TASK DESCRIPTION >> Please reproduce the data exactly and omit the pictures.

>>>>>

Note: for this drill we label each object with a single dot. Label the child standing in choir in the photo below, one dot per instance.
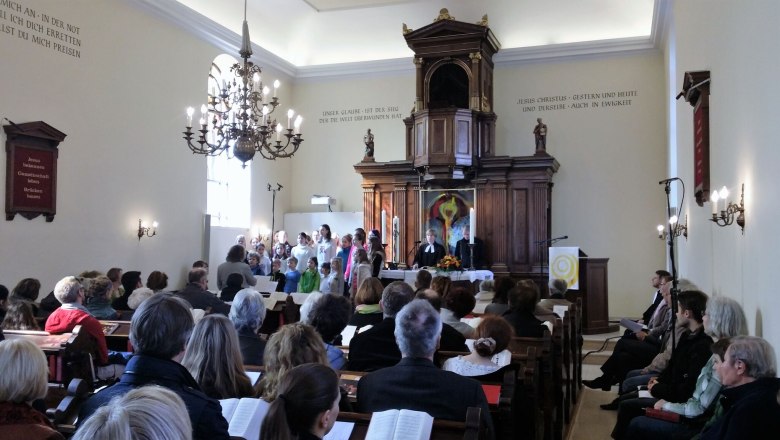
(310, 280)
(292, 277)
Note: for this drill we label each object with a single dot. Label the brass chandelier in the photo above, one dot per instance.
(239, 113)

<<<<<

RESPONSE TO THE EXERCISE >>
Note: for this drill we label each object with a single dot. Label the child standing in choir in the photo below, one dot per instance.
(310, 280)
(292, 277)
Note: for this drill we label each object with a single dot. Label the brass chandelier in the photo above, one dot per instance.
(239, 113)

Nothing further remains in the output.